Your task is to reproduce the listing exactly, without its images.

────────

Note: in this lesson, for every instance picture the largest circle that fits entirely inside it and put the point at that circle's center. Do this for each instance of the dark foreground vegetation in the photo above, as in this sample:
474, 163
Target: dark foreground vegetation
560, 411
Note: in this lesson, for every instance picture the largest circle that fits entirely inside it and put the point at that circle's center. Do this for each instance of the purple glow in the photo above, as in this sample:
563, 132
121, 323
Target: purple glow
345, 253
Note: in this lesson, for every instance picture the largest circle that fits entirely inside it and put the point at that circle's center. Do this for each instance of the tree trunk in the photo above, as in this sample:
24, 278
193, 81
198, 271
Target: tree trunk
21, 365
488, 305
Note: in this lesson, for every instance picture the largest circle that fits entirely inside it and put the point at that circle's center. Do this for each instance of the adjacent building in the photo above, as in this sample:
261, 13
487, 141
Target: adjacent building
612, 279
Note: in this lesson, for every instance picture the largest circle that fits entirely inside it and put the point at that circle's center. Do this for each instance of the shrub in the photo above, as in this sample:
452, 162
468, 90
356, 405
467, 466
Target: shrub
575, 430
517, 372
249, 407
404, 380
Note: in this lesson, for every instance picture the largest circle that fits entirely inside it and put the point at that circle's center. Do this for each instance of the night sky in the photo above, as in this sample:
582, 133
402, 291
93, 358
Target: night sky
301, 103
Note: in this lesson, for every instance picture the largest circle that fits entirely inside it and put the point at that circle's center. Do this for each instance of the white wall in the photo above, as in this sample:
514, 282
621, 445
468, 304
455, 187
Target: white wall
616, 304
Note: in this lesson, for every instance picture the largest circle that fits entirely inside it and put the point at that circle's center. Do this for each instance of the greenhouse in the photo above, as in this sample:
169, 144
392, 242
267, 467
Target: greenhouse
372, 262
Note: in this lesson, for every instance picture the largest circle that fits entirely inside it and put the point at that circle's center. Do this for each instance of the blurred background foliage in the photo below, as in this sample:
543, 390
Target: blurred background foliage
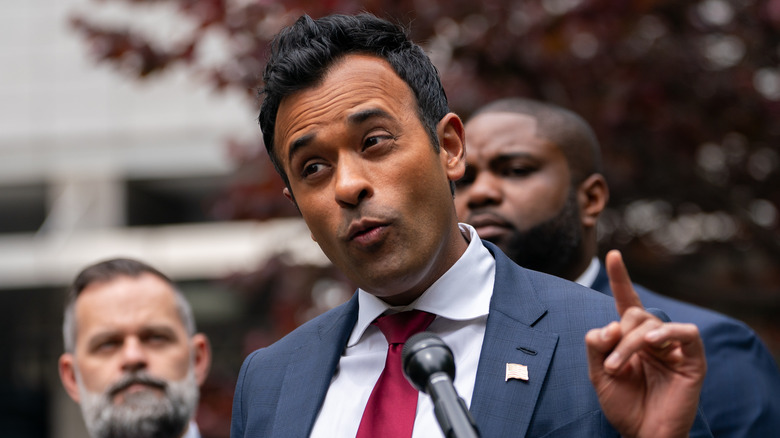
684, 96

────────

**Answer space:**
Note: in this lesson, for every instance picture the largest circle that fits entirely inside it and put the point at that circle's center. Do this for each instance of the dark foreground vegetation in the photo above, as in this sample:
474, 163
Target: dark foreground vegetation
560, 411
Note: in this lesson, for every instance picture the largest circle that fits entirely inside it and put the point at that circle's center. Do this for each instance of the purple glow in the photo above, as in this sample:
563, 132
121, 323
Target: purple glow
345, 253
Note: in this lesson, for every instance picture the largest circle that fits entirely inside it and put the point at that circle's center. Do this for each instance of the tree trunk in the photo above, as in this sample:
24, 278
193, 81
198, 271
Target: tree trunk
21, 365
488, 305
Note: in this lesson, for every instance picture the largest circle that fits entirely inside it and put the point at that circle's center. Do this for each instance of the adjacent building in the photo above, as in this sample:
261, 13
487, 141
Target: adjacent building
612, 279
Note: in this lesson, for every instance picture the largest circle that fits entirely inside it and put the point at that circle's center. Do this for each instance of the shrub in the photo above, as in this sample:
452, 162
468, 90
356, 405
467, 466
Target: shrub
575, 430
517, 372
249, 407
404, 380
Note: in this lesson, for every instance picture the largest circle that fits entirely inside it and put the point at that circle's center. Do this for each instance of the night sky in the photo above, as in this sample:
582, 133
402, 291
93, 358
Target: night sky
301, 103
Note: in this lesson, for every instance picture the largest circle that fits entirely inside it and put the point at that circle's center. Do this for each instance of the white wall in the photo above, as in this sample:
514, 282
621, 445
468, 304
455, 187
Target: white wall
616, 304
Note: in this lesson, for every instance picture the largest circle that fits entirely inside it and put the point at that circle's center. Do this for each instance of the greenhouse in the photo above, as in this sample:
169, 144
392, 242
267, 467
Target: greenhouse
372, 262
Note: in this lesson, for every instance picture the largest circle that fits entirely inside it and put the point at that circle's center. Do this for each instance of the blurred background foliage in the photo below, as in this sample:
543, 390
Target: blurred background foliage
684, 96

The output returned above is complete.